How to complete this task
Print all entries below exactly, without images.

(Stored data entries)
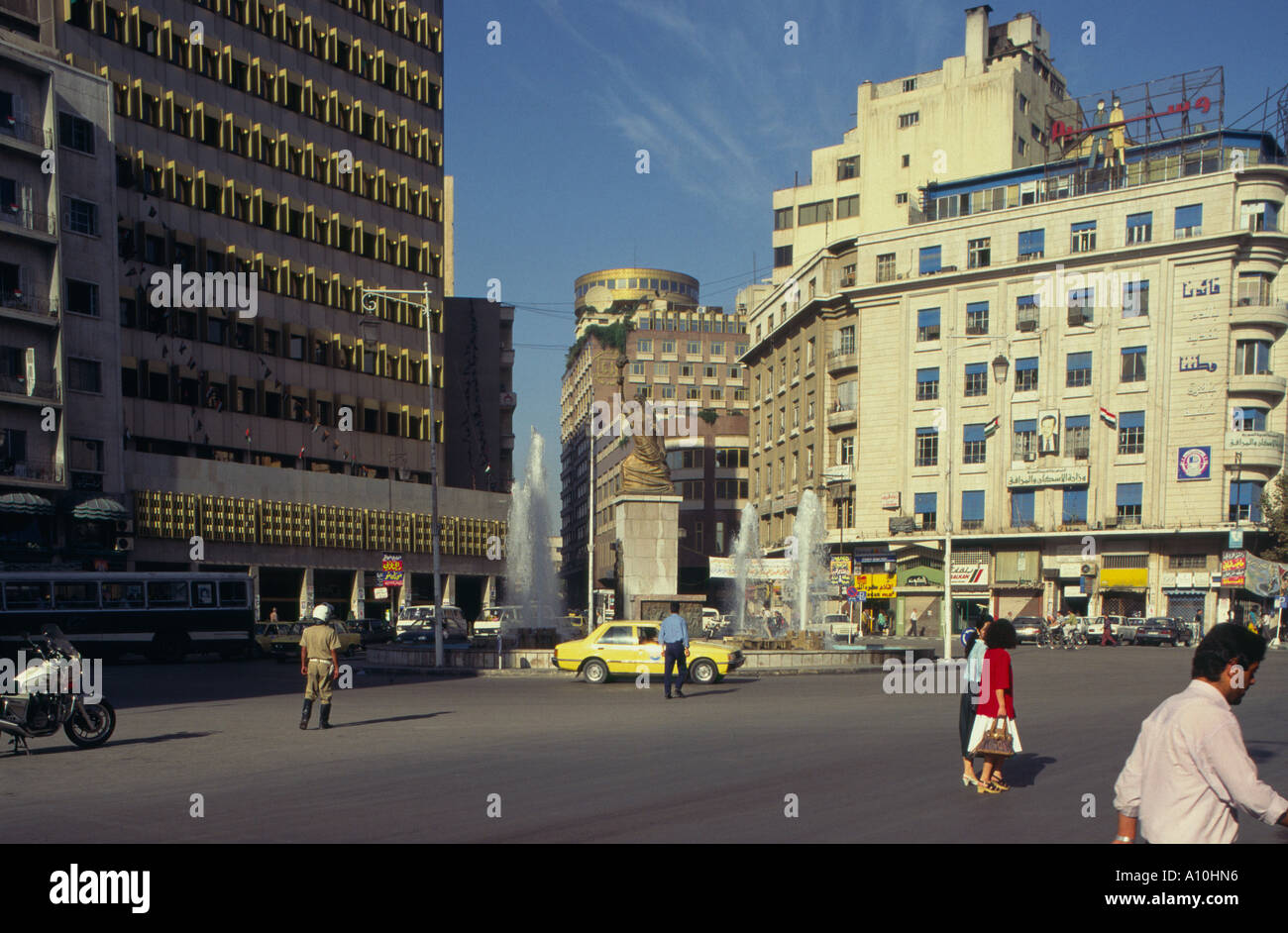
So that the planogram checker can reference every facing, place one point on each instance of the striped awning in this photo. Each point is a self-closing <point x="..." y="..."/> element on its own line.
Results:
<point x="101" y="510"/>
<point x="26" y="503"/>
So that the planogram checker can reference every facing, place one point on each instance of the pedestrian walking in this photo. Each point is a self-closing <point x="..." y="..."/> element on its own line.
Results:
<point x="997" y="701"/>
<point x="1189" y="771"/>
<point x="973" y="639"/>
<point x="320" y="666"/>
<point x="675" y="649"/>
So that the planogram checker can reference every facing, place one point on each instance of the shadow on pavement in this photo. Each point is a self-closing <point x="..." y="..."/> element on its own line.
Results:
<point x="112" y="743"/>
<point x="1021" y="771"/>
<point x="391" y="718"/>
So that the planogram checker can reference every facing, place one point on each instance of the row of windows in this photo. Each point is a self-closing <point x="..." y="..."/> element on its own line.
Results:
<point x="320" y="42"/>
<point x="263" y="210"/>
<point x="274" y="151"/>
<point x="1250" y="358"/>
<point x="267" y="339"/>
<point x="1244" y="504"/>
<point x="698" y="323"/>
<point x="1029" y="439"/>
<point x="161" y="382"/>
<point x="665" y="286"/>
<point x="694" y="348"/>
<point x="687" y="370"/>
<point x="193" y="123"/>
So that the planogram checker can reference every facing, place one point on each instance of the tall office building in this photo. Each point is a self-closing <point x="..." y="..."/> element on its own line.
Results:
<point x="982" y="111"/>
<point x="673" y="352"/>
<point x="1067" y="366"/>
<point x="271" y="163"/>
<point x="60" y="471"/>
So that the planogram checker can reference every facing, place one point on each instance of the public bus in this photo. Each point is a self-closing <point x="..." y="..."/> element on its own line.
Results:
<point x="160" y="615"/>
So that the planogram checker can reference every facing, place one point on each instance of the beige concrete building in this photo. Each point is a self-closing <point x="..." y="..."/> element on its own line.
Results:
<point x="1081" y="389"/>
<point x="1061" y="353"/>
<point x="60" y="471"/>
<point x="979" y="112"/>
<point x="300" y="147"/>
<point x="677" y="353"/>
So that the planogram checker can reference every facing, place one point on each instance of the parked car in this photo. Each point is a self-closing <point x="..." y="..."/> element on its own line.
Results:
<point x="1026" y="628"/>
<point x="619" y="648"/>
<point x="454" y="639"/>
<point x="267" y="631"/>
<point x="1127" y="630"/>
<point x="1160" y="630"/>
<point x="372" y="631"/>
<point x="287" y="646"/>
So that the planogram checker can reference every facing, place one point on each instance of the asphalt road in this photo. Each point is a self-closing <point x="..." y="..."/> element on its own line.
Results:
<point x="416" y="761"/>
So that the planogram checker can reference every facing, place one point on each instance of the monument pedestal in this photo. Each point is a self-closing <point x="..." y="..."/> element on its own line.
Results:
<point x="648" y="541"/>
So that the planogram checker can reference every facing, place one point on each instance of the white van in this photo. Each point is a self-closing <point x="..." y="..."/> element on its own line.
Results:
<point x="423" y="617"/>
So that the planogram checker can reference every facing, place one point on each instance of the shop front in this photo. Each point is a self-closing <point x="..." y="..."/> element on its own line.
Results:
<point x="1017" y="584"/>
<point x="1125" y="584"/>
<point x="919" y="580"/>
<point x="970" y="579"/>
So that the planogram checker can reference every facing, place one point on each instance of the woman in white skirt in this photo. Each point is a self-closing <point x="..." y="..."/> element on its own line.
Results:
<point x="996" y="700"/>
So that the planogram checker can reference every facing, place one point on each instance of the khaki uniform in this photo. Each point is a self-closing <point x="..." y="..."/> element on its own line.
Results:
<point x="318" y="641"/>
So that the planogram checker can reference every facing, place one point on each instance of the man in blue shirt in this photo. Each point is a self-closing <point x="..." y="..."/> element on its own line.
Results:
<point x="675" y="649"/>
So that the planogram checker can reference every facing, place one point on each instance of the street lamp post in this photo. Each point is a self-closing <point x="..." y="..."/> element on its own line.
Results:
<point x="370" y="302"/>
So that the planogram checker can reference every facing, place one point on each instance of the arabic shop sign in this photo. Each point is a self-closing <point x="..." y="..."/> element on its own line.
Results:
<point x="1234" y="568"/>
<point x="1194" y="364"/>
<point x="1254" y="441"/>
<point x="1209" y="286"/>
<point x="1048" y="476"/>
<point x="1059" y="129"/>
<point x="390" y="572"/>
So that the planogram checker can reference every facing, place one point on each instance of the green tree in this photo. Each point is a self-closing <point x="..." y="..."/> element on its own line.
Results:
<point x="1274" y="512"/>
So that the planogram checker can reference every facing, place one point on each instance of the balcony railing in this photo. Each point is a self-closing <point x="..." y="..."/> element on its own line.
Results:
<point x="40" y="389"/>
<point x="27" y="220"/>
<point x="25" y="132"/>
<point x="35" y="304"/>
<point x="34" y="469"/>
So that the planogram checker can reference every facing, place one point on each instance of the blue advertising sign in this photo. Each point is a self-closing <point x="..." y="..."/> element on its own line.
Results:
<point x="1194" y="464"/>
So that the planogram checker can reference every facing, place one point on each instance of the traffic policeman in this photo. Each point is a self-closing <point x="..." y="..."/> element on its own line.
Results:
<point x="320" y="666"/>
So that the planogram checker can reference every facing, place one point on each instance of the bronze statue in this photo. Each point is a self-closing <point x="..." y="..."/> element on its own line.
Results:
<point x="645" y="468"/>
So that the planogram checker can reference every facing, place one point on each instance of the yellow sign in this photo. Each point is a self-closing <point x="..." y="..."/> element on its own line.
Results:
<point x="876" y="585"/>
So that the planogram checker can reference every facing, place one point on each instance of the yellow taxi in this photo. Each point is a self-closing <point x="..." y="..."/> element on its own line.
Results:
<point x="619" y="648"/>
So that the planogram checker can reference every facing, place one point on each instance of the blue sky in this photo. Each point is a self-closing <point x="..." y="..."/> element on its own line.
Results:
<point x="541" y="130"/>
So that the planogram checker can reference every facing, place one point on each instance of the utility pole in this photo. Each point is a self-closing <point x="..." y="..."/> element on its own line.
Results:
<point x="370" y="302"/>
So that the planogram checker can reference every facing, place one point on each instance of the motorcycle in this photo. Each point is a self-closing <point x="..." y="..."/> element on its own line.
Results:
<point x="50" y="695"/>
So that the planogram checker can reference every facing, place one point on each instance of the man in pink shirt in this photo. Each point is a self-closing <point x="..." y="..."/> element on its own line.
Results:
<point x="1190" y="771"/>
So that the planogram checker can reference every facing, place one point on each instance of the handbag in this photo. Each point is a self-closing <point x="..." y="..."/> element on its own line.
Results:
<point x="996" y="742"/>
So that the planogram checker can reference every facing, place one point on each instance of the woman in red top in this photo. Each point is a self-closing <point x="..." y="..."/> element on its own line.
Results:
<point x="996" y="700"/>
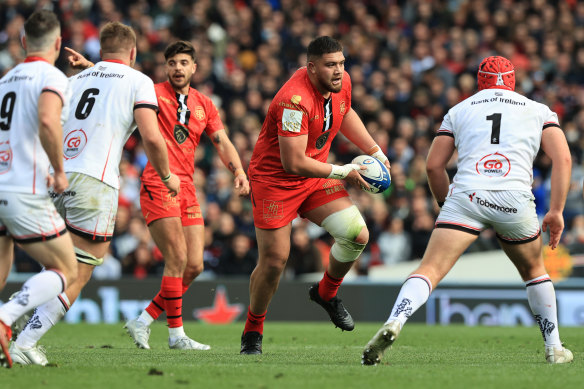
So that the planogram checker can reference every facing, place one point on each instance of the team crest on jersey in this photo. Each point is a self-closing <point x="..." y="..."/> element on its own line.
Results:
<point x="494" y="165"/>
<point x="181" y="133"/>
<point x="321" y="141"/>
<point x="199" y="112"/>
<point x="5" y="157"/>
<point x="75" y="142"/>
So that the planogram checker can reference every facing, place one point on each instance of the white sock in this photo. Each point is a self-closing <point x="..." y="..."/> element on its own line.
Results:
<point x="177" y="332"/>
<point x="37" y="290"/>
<point x="43" y="319"/>
<point x="145" y="318"/>
<point x="542" y="301"/>
<point x="413" y="294"/>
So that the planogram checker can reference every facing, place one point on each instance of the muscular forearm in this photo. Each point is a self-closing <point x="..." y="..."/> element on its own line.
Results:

Solution to this problem
So that the planogram checker can reference every facing, place one point on each instance of the striped awning in this photo. Each point is a self-closing <point x="..." y="..."/> element on its own line.
Results:
<point x="101" y="510"/>
<point x="26" y="503"/>
So that the planogram checker can reference every facing, place one point on each instance of the pedestrian walking in this photo. Each point is a self-closing <point x="..." y="..."/> element on its own line.
Results:
<point x="997" y="701"/>
<point x="1189" y="771"/>
<point x="973" y="639"/>
<point x="320" y="666"/>
<point x="675" y="649"/>
So that the planogram checker can reference every facing, place one point on each instance of the shadow on pavement in this photo. Each point is a self-closing <point x="..." y="..."/> element on its own line.
Results:
<point x="112" y="743"/>
<point x="1021" y="771"/>
<point x="391" y="718"/>
So that the planogram checker can reference every facing, place one point on each instance of the row of windows in this photo. Each point is a self-closing <point x="..." y="..."/> element on its own line.
Results:
<point x="320" y="42"/>
<point x="263" y="210"/>
<point x="274" y="151"/>
<point x="1250" y="358"/>
<point x="267" y="339"/>
<point x="1244" y="504"/>
<point x="698" y="323"/>
<point x="1029" y="439"/>
<point x="161" y="382"/>
<point x="665" y="286"/>
<point x="694" y="348"/>
<point x="687" y="370"/>
<point x="193" y="123"/>
So that the planogram checker can reference every facing, place one point on each instance of the tall office building in this photo. Each point is a self-closing <point x="..." y="..."/> element on its own line.
Results:
<point x="982" y="111"/>
<point x="673" y="352"/>
<point x="1067" y="366"/>
<point x="271" y="163"/>
<point x="60" y="471"/>
So that the planogram checker can reference every facing, place one point on each instance of the public bus in this photo. Each point is a self-closing <point x="..." y="..."/> element on its own line.
Results:
<point x="160" y="615"/>
So that the planogram checker can reference every facing, place one point on each instance of the beige concrete building in this photo. Each point is a self-closing <point x="..." y="..."/> element on its own line.
Results:
<point x="1081" y="389"/>
<point x="1061" y="353"/>
<point x="60" y="471"/>
<point x="979" y="112"/>
<point x="300" y="147"/>
<point x="677" y="353"/>
So that the planogram checker can reference every facing, place one point on each instance of the parked car in this photo. Each point is a self-closing <point x="..." y="..."/> element on its own line.
Results:
<point x="1026" y="628"/>
<point x="619" y="648"/>
<point x="454" y="639"/>
<point x="267" y="631"/>
<point x="1127" y="630"/>
<point x="1160" y="630"/>
<point x="372" y="631"/>
<point x="287" y="646"/>
So that the planogram checker can reference every facing, place one point on each instance of the asphalt road in this photo. Each point is a self-closing <point x="..." y="..."/> element on its own line.
Results:
<point x="416" y="761"/>
So that the planogram checker can reference every facing, place one point on each instance of the monument pedestal in this photo. Each point is a self-closing <point x="..." y="..."/> element on its own line.
Results:
<point x="648" y="541"/>
So that the planogram checker can reference every facing, place one point on each instance of the white van in this photo. Each point is a self-closing <point x="..." y="..."/> element on its own line.
Results:
<point x="423" y="617"/>
So that the planogram checker can reference every facing, place one point on each instance of the shop front in this photo. Each point is a self-closing <point x="..." y="..."/> element on its own line.
Results:
<point x="1017" y="584"/>
<point x="1125" y="584"/>
<point x="919" y="580"/>
<point x="970" y="579"/>
So that the planogram checker can reference every facing, place one point on each instance of the woman in white skirt in this photo. Each point is a self-closing <point x="..." y="..."/> element on its own line.
Results:
<point x="996" y="700"/>
So that the planogram checker can reference every facing, place one point on each instance of the khaki uniform in this photo. Each point is a self-closing <point x="..." y="..."/> element on its own line.
Results:
<point x="318" y="641"/>
So that the planogram checker can reference every facing, place one point on each instance of the man in blue shirt in this photo. Each point is a self-closing <point x="..." y="..."/> element on its own line.
Results:
<point x="675" y="649"/>
So that the planogram checker can reference every facing, place one point on each instance of the street lamp post in this photo. Each point is a self-closing <point x="..." y="..."/> element on its own line.
Results:
<point x="370" y="302"/>
So that the planogram checker can reference every facing, place one point on each instance of the arabic shop sign in this photo. Each point is a self-closing <point x="..." y="..."/> element on its own line.
Results:
<point x="1234" y="568"/>
<point x="1194" y="364"/>
<point x="1254" y="441"/>
<point x="1209" y="286"/>
<point x="1048" y="476"/>
<point x="1059" y="129"/>
<point x="390" y="572"/>
So that the planogram checker can reference every facing, place one point on each instance of the green tree in this photo. Each point is a self-closing <point x="..." y="..."/> element on its own line.
Results:
<point x="1274" y="512"/>
So that the planogram checker can reference every facing, place one point on each instance of the balcony railing in this photo. Each point is a self-closing <point x="..." y="..."/> element on its own line.
Results:
<point x="40" y="389"/>
<point x="27" y="220"/>
<point x="25" y="132"/>
<point x="35" y="304"/>
<point x="34" y="469"/>
So that the planogram checker can reference every facing, place one point on each instance of the blue advertising sign in this photo. Each point is a self-closing <point x="..." y="..."/> element on its own line.
Results:
<point x="1194" y="464"/>
So that the planogram checker can reference every facing, place one point on each instance of the traffic policeman in this photo. Each point is a self-closing <point x="..." y="..."/> element on its own line.
Results:
<point x="320" y="666"/>
So that the planogram checker can reference every facing, place one point on each instance of the bronze statue in this photo. Each point is a self-closing <point x="..." y="..."/> element on its own line.
Results:
<point x="645" y="468"/>
So that the planogram checker can reference every facing, place one point on each instance of the yellow sign in this photo. Each point is a self-closing <point x="..." y="..."/> element on its own line.
Results:
<point x="876" y="585"/>
So that the planogram checker can reference every facing, place one point on each instance of the yellow taxi in this photo. Each point is a self-closing <point x="..." y="..."/> element on its own line.
Results:
<point x="619" y="648"/>
So that the planogram checker can reference every facing, place one point on each instance of the blue sky in this photo. Each point is a self-closing <point x="..." y="..."/> element on its own line.
Results:
<point x="541" y="130"/>
So that the planogram checker can reference every facing, place one point on each instance of the utility pole in this photo. Each point is a self-closing <point x="..." y="..."/> element on its own line.
Results:
<point x="370" y="302"/>
So that the planogram checker can reference every facing, place one point on each instance of the motorcycle in this photo. Each point is a self-closing <point x="..." y="..."/> element on its own line.
Results:
<point x="50" y="695"/>
So that the planogram checker can reference every facing, place one point on each instance of the man in pink shirt in this photo. Each point is a self-closing <point x="..." y="..."/> element on its own line.
Results:
<point x="1190" y="771"/>
So that the planogram checker can reference every facing, place one point on each instance of the handbag in this photo. Each point is a self-closing <point x="..." y="..."/> element on its own line.
Results:
<point x="996" y="742"/>
So that the planogram checker can reference every facing, place one point on each instance of the woman in red top in this photo. Each point is a self-closing <point x="..." y="..."/> element on its own line.
Results:
<point x="996" y="700"/>
So that the planogram checker can reference every facing, place one point on each instance of the team crest on jersey in this photo. Each point is a self-closing <point x="..." y="..."/> element on its own line.
Results:
<point x="494" y="165"/>
<point x="181" y="133"/>
<point x="321" y="141"/>
<point x="199" y="112"/>
<point x="5" y="157"/>
<point x="75" y="142"/>
So that the planogram checker can reference every facing, place one point on each instance of the white sock in this photo. Each point is a self-closing <point x="..." y="..."/> element on its own line.
Results:
<point x="177" y="332"/>
<point x="37" y="290"/>
<point x="43" y="319"/>
<point x="145" y="318"/>
<point x="542" y="301"/>
<point x="413" y="294"/>
So that the planogram checker can reference every facing, place one point on each instance of the muscular forearm in this photo. Each point is a self-closing <point x="..." y="..."/> element on its own line.
Results:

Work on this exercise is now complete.